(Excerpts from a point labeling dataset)
%%

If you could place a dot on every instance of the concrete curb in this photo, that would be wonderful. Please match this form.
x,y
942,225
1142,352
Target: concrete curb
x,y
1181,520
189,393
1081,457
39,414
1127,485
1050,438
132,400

%%

### TASK OBJECTIVE:
Write out all the records again, requests included, and raise every x and y coordinate in the answers by 84. Leave the requests and their format samples unchanged.

### RESPONSE FOR THIS EXERCISE:
If you could place a dot on every instance of the concrete curb in this photo, that would be wonderful. Please match this form.
x,y
942,225
1142,352
Target: concrete curb
x,y
1265,604
273,477
1165,541
123,498
1211,569
1134,522
216,484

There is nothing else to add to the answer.